**** RECORDS PROVIDED ****

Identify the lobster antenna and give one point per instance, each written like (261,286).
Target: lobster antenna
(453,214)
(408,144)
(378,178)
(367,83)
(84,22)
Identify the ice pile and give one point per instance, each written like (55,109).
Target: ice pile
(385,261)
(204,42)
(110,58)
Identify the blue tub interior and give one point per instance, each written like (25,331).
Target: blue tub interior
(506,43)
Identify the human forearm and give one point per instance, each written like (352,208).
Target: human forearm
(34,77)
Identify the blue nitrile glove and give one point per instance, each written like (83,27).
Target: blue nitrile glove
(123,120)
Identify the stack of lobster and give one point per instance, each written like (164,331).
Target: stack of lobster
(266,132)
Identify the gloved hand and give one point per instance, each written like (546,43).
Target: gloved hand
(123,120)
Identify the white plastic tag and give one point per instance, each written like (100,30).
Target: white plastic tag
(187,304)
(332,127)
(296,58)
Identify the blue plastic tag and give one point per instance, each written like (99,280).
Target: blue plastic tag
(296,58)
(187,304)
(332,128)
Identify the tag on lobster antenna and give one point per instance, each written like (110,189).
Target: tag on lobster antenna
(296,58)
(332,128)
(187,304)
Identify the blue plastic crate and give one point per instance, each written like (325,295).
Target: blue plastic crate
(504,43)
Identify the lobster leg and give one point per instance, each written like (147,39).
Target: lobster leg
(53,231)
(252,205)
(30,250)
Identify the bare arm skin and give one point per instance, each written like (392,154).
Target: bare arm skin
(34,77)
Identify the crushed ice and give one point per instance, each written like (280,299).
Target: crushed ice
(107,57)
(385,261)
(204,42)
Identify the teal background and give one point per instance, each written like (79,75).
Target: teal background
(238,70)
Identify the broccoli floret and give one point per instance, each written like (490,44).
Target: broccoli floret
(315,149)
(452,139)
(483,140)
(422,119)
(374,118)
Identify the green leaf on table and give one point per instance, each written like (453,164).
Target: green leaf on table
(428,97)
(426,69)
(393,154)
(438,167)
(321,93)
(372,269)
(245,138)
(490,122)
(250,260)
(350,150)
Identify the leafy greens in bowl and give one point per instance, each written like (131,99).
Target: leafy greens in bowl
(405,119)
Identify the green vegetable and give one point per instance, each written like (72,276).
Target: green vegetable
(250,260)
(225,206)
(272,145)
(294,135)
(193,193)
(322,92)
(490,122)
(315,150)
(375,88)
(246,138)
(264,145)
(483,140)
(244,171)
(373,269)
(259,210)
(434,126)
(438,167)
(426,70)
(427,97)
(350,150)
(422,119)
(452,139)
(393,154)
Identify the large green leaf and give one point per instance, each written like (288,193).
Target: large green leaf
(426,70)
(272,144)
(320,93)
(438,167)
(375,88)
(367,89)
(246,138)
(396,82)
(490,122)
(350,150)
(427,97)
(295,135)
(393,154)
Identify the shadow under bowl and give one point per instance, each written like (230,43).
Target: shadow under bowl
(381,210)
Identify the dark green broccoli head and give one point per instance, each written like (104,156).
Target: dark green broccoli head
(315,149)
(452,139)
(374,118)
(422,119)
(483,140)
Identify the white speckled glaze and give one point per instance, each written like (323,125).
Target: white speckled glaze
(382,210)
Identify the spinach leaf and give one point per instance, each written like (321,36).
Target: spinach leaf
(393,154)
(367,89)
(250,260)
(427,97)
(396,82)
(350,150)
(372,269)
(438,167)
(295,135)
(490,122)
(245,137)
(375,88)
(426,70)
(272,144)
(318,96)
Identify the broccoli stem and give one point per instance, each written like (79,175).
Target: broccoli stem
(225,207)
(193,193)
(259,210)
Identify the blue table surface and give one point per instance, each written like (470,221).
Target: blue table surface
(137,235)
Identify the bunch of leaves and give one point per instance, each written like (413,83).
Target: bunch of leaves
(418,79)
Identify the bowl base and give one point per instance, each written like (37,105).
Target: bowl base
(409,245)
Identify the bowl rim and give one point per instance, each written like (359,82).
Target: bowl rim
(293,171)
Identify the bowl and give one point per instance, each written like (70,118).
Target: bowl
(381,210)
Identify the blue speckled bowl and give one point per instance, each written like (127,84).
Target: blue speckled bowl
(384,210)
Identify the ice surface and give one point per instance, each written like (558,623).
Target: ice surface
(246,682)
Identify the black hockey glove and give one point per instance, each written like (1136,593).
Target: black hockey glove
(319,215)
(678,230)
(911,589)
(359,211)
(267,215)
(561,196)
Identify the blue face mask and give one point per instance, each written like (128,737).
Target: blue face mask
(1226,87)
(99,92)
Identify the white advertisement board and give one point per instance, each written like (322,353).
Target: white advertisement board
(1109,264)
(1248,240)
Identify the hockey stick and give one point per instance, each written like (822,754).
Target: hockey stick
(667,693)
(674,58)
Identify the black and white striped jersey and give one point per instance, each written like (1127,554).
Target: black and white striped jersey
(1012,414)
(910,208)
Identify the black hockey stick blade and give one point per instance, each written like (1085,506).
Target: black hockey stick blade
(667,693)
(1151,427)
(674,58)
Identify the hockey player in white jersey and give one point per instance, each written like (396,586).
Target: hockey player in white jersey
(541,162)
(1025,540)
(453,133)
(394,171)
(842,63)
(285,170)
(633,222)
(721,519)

****

WORK REQUEST » Write out all the records above one more time, exactly.

OUTPUT FOR THIS EXERCISE »
Identify the lobster antenna and give one point per instance, each written like (261,286).
Target: lobster antenna
(453,214)
(408,144)
(378,178)
(367,83)
(84,22)
Identify the ice pile and give one point per instance, each written like (55,109).
Target: ice pile
(385,261)
(204,42)
(110,58)
Identify the blue tub interior and give one point per instance, each written like (25,331).
Target: blue tub interior
(506,43)
Identify the human forearm and give one point per instance, each written like (352,208).
Target: human forearm
(34,77)
Identify the blue nitrile glove and give one point per instance, each written like (83,27).
Target: blue nitrile glove
(123,120)
Identify the stack of lobster and give one point per instance, each written like (164,331).
Target: stack of lobster
(266,132)
Identify the gloved hand and give one point per instance, each written like (546,43).
Target: gloved hand
(123,120)
Identify the white plastic tag and give one point per instance, each written like (100,30).
Target: white plastic tag
(187,304)
(332,127)
(296,58)
Identify the blue plastic tag and give one point per instance, each written like (99,280).
Target: blue plastic tag
(296,58)
(187,304)
(332,128)
Identify the tag on lobster antenna and give one point per instance, each written like (110,189).
Target: tag on lobster antenna
(296,58)
(332,128)
(187,304)
Identify the blue plastic crate and give one point per instance, each written like (325,295).
Target: blue plastic crate
(504,43)
Identify the lobster leg and give one point per instance, each written like (147,39).
Target: lobster leg
(53,231)
(252,205)
(30,250)
Identify the bare arm skin and give one point per instance, each written like (392,154).
Target: bare arm skin
(34,77)
Identify the crushed ice and give one point per instance, each written like (280,299).
Target: crushed ice
(107,57)
(385,261)
(204,42)
Identify the teal background and give one point per instance, each written like (79,75).
Target: teal background
(238,70)
Identify the broccoli floret and give one point per instance, each written like (490,44).
Target: broccoli floret
(315,149)
(452,139)
(483,140)
(422,119)
(374,118)
Identify the green leaf on table and give one point per instance, each written like (453,164).
Target: green leaf on table
(428,97)
(426,69)
(393,154)
(438,167)
(321,93)
(372,269)
(245,138)
(490,122)
(250,260)
(350,150)
Identify the leafy greens in bowl and give one point per instance, each written like (131,99).
Target: leafy greens in bowl
(405,119)
Identify the green vegetable and give one point per instance, each written like (72,276).
Target: green vegetable
(250,260)
(225,206)
(272,145)
(294,135)
(193,193)
(322,92)
(490,122)
(315,150)
(375,88)
(246,138)
(264,145)
(483,140)
(244,171)
(373,269)
(259,210)
(434,126)
(438,167)
(426,70)
(427,97)
(350,150)
(422,119)
(452,139)
(393,154)
Identify the large green leaf and give one point per instance, each written like (288,193).
Target: large green leaf
(426,70)
(272,144)
(320,93)
(438,167)
(375,88)
(367,89)
(246,138)
(396,82)
(490,122)
(350,150)
(427,97)
(295,135)
(393,154)
Identify the shadow under bowl and give one point per instance, each written like (230,43).
Target: shadow under bowl
(381,210)
Identify the dark green broccoli head and give one point per instance, each written like (104,156).
Target: dark green broccoli head
(315,149)
(452,139)
(374,118)
(422,119)
(483,140)
Identify the white speckled glaze and give one point per instance, each written like (323,125).
Target: white speckled glaze
(382,210)
Identify the spinach leaf and give one point per instance, each written like (321,36).
Target: spinach leaf
(393,154)
(367,89)
(250,260)
(427,97)
(396,82)
(350,150)
(372,269)
(438,167)
(295,135)
(490,122)
(245,137)
(375,88)
(426,70)
(272,144)
(318,96)
Identify the broccoli stem and give one point per instance, each written like (79,175).
Target: broccoli stem
(225,207)
(193,193)
(259,210)
Identify the blue table surface and give one point per instance, each written like (470,221).
Target: blue table surface
(137,235)
Identify the bunch of leaves and give one point per instance, each written like (413,83).
Target: bunch of leaves
(418,79)
Identify the bowl base and give one point per instance, each written like (37,105).
Target: bowl base
(409,245)
Identify the bowl rim and give one point per instance, each written like (359,82).
Target: bowl rim
(293,171)
Identify the bowl and give one point per instance, each written like (70,118).
Target: bowl
(381,210)
Identify the blue speckled bowl and give one point per instance, each written like (127,84).
Target: blue speckled bowl
(384,210)
Identify the ice surface and give one point per instance, each written like (558,623).
Target: ice surface
(246,682)
Identify the black hockey glove and give one point per instance, each written like (1136,593).
Target: black hockey glove
(319,215)
(678,230)
(911,589)
(359,211)
(267,215)
(561,196)
Identify the blue face mask and give one point per instance, each written like (128,737).
Target: blue face mask
(1226,87)
(99,92)
Identify the white advertisement board and give one point per instance, each written like (322,353).
Target: white advertisement board
(1109,264)
(1248,240)
Identify the hockey stick and give one point per instance, each written like (822,754).
Target: hockey stick
(667,693)
(674,58)
Identify the black and white striped jersey and give one point per instance, each written like (1127,554).
Target: black and white striped jersey
(1012,414)
(910,208)
Identify the black hockey stick blade and give one point per instance, each written like (1085,506).
Target: black hockey stick blade
(667,693)
(1151,427)
(674,58)
Identify the hockey player in white jersey and give one point per instance, each written like (396,586).
Target: hockey player in white jersey
(541,162)
(1025,540)
(453,133)
(394,171)
(842,63)
(285,170)
(633,222)
(721,519)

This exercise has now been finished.